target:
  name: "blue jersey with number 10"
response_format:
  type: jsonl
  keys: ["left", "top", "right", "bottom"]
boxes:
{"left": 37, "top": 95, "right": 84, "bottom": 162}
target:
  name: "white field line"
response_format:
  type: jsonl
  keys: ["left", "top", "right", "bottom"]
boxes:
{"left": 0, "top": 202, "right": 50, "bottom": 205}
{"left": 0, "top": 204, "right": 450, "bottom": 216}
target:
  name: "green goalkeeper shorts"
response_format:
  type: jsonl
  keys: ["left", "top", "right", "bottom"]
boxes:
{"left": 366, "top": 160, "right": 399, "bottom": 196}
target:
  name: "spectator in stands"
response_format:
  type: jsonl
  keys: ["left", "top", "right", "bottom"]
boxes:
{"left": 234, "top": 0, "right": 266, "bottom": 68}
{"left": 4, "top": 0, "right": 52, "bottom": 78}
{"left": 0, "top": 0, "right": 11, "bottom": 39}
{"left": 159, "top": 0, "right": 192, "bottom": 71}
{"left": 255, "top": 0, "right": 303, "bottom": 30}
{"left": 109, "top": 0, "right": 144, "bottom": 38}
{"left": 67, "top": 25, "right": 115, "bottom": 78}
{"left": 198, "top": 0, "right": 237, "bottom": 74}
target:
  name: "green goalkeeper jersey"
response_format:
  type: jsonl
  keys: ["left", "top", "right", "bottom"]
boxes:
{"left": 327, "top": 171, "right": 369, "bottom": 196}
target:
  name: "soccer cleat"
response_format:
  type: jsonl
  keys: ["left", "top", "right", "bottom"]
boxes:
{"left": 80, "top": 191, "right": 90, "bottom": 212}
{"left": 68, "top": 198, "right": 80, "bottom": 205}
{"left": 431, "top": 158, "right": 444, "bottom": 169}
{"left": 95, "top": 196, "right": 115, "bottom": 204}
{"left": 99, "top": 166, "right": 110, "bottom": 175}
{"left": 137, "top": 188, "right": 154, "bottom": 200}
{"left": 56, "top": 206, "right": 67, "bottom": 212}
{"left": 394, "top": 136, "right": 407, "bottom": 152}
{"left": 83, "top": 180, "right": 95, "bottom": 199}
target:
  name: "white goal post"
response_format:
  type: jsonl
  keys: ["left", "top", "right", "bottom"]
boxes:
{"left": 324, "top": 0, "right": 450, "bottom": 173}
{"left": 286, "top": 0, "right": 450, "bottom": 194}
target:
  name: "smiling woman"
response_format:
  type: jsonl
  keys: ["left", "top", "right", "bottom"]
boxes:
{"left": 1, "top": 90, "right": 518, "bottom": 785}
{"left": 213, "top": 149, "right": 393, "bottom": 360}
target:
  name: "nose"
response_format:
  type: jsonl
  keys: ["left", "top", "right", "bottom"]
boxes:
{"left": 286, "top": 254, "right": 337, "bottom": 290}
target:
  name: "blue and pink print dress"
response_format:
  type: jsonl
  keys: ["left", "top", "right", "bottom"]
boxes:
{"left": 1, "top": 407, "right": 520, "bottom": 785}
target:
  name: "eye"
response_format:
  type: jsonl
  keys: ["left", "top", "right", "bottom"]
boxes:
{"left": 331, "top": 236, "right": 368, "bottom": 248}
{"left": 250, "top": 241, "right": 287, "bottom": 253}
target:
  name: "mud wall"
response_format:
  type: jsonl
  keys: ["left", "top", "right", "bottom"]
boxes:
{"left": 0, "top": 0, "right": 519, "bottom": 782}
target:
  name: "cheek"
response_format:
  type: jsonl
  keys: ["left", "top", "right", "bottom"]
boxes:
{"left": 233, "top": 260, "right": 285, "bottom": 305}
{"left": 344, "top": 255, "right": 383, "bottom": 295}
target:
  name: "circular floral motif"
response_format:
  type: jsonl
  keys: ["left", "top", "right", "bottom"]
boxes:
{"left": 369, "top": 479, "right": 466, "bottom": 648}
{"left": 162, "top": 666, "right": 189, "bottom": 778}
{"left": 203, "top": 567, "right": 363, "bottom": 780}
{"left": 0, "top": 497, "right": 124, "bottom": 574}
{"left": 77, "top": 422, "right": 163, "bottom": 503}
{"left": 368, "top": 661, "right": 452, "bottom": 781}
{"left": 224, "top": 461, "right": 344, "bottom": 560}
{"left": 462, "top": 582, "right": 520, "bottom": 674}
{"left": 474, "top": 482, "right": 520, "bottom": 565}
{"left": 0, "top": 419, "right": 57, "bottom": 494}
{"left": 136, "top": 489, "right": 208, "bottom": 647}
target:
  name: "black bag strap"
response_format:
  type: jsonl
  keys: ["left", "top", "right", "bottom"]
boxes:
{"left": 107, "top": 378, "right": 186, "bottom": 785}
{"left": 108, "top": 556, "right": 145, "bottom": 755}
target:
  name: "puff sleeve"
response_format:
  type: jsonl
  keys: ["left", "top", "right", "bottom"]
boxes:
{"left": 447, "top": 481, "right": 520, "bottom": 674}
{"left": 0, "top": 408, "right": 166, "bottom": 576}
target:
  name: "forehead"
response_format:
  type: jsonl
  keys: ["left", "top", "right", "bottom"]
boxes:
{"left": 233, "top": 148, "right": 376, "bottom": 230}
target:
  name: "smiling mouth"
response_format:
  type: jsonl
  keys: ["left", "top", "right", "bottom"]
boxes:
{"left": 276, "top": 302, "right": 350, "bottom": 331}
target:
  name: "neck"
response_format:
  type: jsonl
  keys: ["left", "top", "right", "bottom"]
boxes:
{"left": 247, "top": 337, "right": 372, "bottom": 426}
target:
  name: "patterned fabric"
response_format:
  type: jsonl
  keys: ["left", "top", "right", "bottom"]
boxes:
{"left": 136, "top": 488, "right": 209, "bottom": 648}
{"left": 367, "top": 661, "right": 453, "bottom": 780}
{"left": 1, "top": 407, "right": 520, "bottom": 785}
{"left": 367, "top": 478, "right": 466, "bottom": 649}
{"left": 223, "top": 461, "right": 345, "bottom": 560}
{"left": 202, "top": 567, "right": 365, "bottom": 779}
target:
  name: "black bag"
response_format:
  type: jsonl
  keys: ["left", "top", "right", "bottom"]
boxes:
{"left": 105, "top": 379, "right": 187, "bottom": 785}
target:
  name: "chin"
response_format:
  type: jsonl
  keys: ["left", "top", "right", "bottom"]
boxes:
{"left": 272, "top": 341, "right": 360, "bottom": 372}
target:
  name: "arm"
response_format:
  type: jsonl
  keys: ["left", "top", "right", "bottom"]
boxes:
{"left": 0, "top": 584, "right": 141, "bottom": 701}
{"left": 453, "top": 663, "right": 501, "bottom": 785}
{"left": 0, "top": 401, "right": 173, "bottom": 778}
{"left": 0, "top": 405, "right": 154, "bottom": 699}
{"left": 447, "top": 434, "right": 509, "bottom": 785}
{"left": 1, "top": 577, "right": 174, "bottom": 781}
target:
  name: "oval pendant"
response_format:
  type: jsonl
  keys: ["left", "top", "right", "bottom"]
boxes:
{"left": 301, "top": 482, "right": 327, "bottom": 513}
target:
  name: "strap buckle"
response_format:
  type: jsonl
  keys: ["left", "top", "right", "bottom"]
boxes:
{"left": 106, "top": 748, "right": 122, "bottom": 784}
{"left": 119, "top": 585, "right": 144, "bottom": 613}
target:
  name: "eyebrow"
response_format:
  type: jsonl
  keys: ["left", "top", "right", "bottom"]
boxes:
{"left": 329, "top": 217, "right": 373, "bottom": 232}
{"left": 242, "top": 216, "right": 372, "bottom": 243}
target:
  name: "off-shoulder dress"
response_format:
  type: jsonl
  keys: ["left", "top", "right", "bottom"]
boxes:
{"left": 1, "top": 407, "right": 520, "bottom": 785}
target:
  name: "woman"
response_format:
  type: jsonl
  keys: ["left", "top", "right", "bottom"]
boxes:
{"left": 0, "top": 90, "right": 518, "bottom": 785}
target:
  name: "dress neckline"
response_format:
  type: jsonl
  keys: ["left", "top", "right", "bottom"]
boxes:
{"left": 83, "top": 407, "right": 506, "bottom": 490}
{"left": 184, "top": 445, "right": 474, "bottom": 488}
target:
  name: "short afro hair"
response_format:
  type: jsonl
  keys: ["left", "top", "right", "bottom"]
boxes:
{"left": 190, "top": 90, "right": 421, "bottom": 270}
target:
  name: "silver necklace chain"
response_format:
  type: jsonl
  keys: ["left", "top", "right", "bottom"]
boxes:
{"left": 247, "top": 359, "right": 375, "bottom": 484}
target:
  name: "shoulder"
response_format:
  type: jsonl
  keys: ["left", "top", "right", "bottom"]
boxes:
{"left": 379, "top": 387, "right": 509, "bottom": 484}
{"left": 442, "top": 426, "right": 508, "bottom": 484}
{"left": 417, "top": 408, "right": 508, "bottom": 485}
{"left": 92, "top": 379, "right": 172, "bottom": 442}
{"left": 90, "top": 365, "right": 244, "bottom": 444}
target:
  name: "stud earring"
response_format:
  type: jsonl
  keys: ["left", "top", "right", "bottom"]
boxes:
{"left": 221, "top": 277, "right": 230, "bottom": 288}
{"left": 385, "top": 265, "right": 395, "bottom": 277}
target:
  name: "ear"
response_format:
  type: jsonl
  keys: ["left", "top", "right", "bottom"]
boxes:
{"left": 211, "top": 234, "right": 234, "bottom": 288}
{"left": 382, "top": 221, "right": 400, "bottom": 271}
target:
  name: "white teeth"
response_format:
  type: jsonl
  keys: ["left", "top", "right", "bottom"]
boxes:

=======

Goal of the exercise ->
The records are given above. Copy each line in them that holds "blue".

Result of the exercise ->
  name: "blue jersey with number 10"
  name: "blue and pink print dress"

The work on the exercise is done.